> **Exercise directions**
Pictures stay out of the copy; output exactly the lines from the one containing "Category: microphone stand" through the end of the material.
BEGIN Exercise inputs
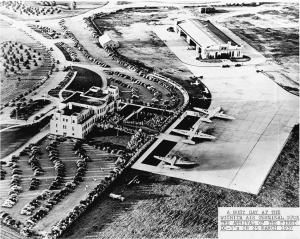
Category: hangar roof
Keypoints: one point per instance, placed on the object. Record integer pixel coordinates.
(205, 33)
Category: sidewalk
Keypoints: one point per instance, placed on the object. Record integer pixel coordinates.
(34, 139)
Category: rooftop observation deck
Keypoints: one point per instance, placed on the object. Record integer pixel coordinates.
(86, 99)
(205, 33)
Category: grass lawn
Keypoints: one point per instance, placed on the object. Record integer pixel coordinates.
(84, 80)
(12, 139)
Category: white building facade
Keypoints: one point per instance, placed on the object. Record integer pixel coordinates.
(208, 40)
(106, 41)
(77, 115)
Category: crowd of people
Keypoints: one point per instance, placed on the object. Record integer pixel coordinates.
(47, 32)
(79, 46)
(110, 119)
(21, 8)
(15, 183)
(137, 140)
(55, 91)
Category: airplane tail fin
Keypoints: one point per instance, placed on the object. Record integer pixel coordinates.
(205, 119)
(188, 141)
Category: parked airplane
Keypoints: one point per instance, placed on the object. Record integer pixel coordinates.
(116, 196)
(217, 113)
(197, 82)
(193, 134)
(174, 162)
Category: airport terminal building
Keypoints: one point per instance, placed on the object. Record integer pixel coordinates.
(77, 114)
(208, 40)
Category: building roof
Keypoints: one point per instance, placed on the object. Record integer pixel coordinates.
(81, 99)
(204, 33)
(74, 111)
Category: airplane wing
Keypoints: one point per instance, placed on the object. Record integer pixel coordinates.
(164, 159)
(201, 110)
(224, 116)
(203, 136)
(181, 131)
(171, 167)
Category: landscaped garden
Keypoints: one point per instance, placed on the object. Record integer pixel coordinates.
(24, 111)
(84, 80)
(25, 68)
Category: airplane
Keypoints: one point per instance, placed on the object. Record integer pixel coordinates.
(116, 196)
(174, 162)
(197, 82)
(133, 181)
(193, 134)
(217, 113)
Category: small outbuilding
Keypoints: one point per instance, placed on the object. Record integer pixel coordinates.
(106, 41)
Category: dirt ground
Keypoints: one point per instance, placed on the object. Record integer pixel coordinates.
(161, 207)
(133, 30)
(273, 31)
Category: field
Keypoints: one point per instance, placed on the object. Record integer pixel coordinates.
(84, 80)
(14, 138)
(144, 46)
(279, 42)
(82, 7)
(11, 86)
(97, 169)
(166, 207)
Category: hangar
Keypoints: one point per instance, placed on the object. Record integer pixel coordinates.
(208, 40)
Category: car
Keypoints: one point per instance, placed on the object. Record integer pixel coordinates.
(116, 196)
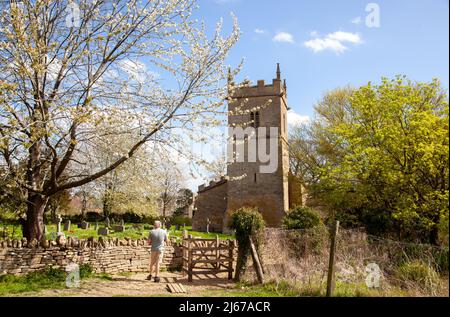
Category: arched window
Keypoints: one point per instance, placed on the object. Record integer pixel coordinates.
(254, 119)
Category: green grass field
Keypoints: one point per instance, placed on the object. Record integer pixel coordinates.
(131, 231)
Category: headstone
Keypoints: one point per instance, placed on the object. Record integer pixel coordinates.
(120, 228)
(103, 231)
(67, 225)
(207, 225)
(61, 239)
(58, 231)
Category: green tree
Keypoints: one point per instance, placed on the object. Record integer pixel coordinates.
(383, 155)
(301, 218)
(247, 222)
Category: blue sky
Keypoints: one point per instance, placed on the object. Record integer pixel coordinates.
(320, 44)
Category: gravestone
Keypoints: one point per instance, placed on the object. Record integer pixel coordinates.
(207, 225)
(121, 227)
(67, 225)
(103, 231)
(58, 230)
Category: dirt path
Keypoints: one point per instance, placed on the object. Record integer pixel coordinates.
(137, 285)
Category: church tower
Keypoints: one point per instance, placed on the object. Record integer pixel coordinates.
(263, 105)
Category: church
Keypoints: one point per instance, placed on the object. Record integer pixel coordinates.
(260, 106)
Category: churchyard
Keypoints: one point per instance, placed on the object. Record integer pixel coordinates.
(106, 108)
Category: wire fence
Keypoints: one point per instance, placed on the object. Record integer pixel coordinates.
(362, 262)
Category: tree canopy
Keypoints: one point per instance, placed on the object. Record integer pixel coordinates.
(378, 156)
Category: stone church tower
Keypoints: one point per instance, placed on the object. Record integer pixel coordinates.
(263, 105)
(245, 184)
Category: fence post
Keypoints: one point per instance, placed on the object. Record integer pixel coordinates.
(189, 263)
(256, 262)
(231, 245)
(217, 253)
(330, 279)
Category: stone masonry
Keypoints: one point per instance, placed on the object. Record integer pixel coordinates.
(263, 105)
(105, 255)
(211, 206)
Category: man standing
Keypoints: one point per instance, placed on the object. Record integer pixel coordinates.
(156, 239)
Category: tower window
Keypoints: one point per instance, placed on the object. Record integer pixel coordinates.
(254, 118)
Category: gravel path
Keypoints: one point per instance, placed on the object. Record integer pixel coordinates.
(137, 285)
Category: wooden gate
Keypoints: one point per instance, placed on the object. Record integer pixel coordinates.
(207, 256)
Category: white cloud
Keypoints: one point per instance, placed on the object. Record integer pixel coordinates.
(345, 37)
(333, 42)
(295, 119)
(356, 20)
(224, 1)
(284, 37)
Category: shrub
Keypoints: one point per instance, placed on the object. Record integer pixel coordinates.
(419, 273)
(301, 218)
(86, 270)
(246, 222)
(181, 220)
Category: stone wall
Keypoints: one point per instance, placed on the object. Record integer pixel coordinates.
(211, 203)
(105, 255)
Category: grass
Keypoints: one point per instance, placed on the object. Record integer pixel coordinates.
(48, 278)
(15, 232)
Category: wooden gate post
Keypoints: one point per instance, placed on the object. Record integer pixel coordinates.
(190, 264)
(331, 263)
(217, 264)
(231, 245)
(256, 262)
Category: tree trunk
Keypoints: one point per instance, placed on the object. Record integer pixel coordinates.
(33, 226)
(434, 235)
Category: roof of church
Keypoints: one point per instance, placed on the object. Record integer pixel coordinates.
(212, 184)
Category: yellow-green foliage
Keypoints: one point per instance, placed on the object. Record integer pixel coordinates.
(381, 151)
(419, 273)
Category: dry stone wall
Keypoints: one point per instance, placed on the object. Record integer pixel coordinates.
(105, 255)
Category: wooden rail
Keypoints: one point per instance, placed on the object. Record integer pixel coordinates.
(207, 256)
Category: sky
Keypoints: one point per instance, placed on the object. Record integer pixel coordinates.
(325, 44)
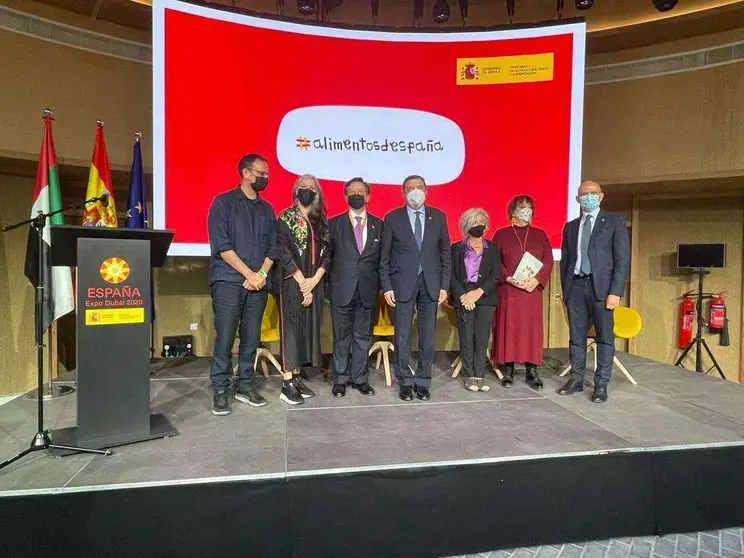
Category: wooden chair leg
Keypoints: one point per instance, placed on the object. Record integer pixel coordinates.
(273, 361)
(625, 371)
(457, 365)
(594, 350)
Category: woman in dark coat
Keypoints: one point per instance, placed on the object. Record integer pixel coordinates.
(476, 266)
(518, 334)
(302, 242)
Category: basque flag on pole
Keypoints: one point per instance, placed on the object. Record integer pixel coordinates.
(137, 204)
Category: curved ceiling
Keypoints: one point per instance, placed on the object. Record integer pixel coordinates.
(613, 24)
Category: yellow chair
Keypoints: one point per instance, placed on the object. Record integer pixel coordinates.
(383, 328)
(269, 334)
(628, 324)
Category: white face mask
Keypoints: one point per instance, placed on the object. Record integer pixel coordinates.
(415, 198)
(524, 214)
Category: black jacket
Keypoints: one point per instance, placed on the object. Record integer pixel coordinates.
(489, 275)
(400, 256)
(348, 267)
(609, 254)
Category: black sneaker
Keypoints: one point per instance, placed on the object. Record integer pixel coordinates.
(291, 394)
(252, 397)
(220, 404)
(305, 391)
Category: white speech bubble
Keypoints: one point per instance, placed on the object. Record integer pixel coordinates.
(383, 145)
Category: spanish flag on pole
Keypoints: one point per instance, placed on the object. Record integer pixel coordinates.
(100, 214)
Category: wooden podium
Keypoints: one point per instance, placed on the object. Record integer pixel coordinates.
(113, 305)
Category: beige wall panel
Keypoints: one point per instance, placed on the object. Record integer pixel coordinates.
(80, 87)
(680, 125)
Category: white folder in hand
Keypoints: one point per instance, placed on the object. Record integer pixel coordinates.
(528, 267)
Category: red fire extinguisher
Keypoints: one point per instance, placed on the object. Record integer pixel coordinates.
(717, 318)
(686, 319)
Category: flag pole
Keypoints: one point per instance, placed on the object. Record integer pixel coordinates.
(50, 391)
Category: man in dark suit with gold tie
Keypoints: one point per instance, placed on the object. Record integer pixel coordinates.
(355, 238)
(415, 275)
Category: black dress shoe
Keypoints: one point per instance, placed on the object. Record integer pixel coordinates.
(406, 393)
(599, 395)
(423, 393)
(508, 379)
(533, 379)
(364, 389)
(572, 386)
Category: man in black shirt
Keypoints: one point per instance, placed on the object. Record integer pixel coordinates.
(242, 239)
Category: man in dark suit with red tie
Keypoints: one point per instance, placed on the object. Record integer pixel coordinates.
(355, 237)
(415, 265)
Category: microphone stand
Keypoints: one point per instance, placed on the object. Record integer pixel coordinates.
(42, 440)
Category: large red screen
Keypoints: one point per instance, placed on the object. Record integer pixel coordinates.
(482, 116)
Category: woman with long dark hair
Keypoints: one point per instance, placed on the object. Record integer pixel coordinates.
(302, 242)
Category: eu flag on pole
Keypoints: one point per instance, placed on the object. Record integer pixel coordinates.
(137, 204)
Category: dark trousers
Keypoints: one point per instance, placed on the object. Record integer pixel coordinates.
(233, 305)
(585, 309)
(352, 333)
(474, 328)
(426, 318)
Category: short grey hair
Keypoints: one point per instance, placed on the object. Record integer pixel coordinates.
(467, 220)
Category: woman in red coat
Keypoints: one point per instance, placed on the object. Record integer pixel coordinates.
(518, 328)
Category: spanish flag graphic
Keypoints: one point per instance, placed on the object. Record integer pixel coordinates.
(100, 214)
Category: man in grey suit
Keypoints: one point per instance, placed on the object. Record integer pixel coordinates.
(594, 268)
(415, 275)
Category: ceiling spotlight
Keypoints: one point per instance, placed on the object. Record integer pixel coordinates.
(665, 5)
(440, 11)
(306, 7)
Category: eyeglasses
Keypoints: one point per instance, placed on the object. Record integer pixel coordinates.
(259, 173)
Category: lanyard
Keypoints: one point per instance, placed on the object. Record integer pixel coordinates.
(523, 246)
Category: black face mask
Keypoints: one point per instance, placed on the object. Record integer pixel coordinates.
(260, 183)
(305, 196)
(356, 201)
(477, 231)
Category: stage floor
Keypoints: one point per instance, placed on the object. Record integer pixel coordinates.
(670, 408)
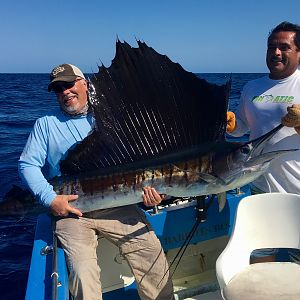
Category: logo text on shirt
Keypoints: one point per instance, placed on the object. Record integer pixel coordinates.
END Exercise inputs
> **Result for this task**
Category: microphone stand
Keypoints: one point per instance, placed on the object. Record integer pixel coordinates.
(42, 440)
Category: large red screen
Keypoints: one point per instance, placed on the object. Record integer pixel coordinates.
(482, 116)
Category: woman with long dark hair
Keypoints: one point per instance, placed on the object. Record integer pixel coordinates.
(302, 242)
Category: eu flag on pole
Keypoints: one point per instance, placed on the object. Record integer pixel coordinates.
(137, 204)
Category: dark trousers
Keypoints: one point per instance, placed on the object. Record integer pixel coordinates.
(233, 305)
(585, 309)
(352, 333)
(474, 328)
(426, 318)
Category: short grey hair
Keypoints: one point per instance, placed on the object. Record integer pixel coordinates.
(467, 220)
Category: woman in red coat
Keypoints: one point per instance, placed on the object. Record integer pixel coordinates.
(518, 328)
Category: spanish flag graphic
Keypoints: one point per instance, placed on the object. Record integer pixel coordinates.
(100, 214)
Category: man in grey suit
Keypoints: one point per instance, placed on the object. Record integer pixel coordinates.
(594, 268)
(415, 275)
Category: ceiling spotlight
Keypoints: one point per instance, placed on the object. Record integer pixel coordinates.
(665, 5)
(440, 11)
(306, 7)
Category: eyeglasses
Keypoints: one point per instance, placed on the object. Record integer pixel coordinates.
(259, 173)
Category: lanyard
Keypoints: one point per instance, placed on the object. Record integer pixel coordinates.
(523, 246)
Category: black face mask
Keypoints: one point per instance, placed on the object. Record integer pixel coordinates.
(260, 183)
(305, 196)
(356, 201)
(477, 231)
Category: stage floor
Keypoints: one point per instance, placed on the object. Record integer pixel coordinates.
(670, 408)
Category: logo text on shirt
Keypoints: one point per instance, placed on the object. Record integer pixel coordinates.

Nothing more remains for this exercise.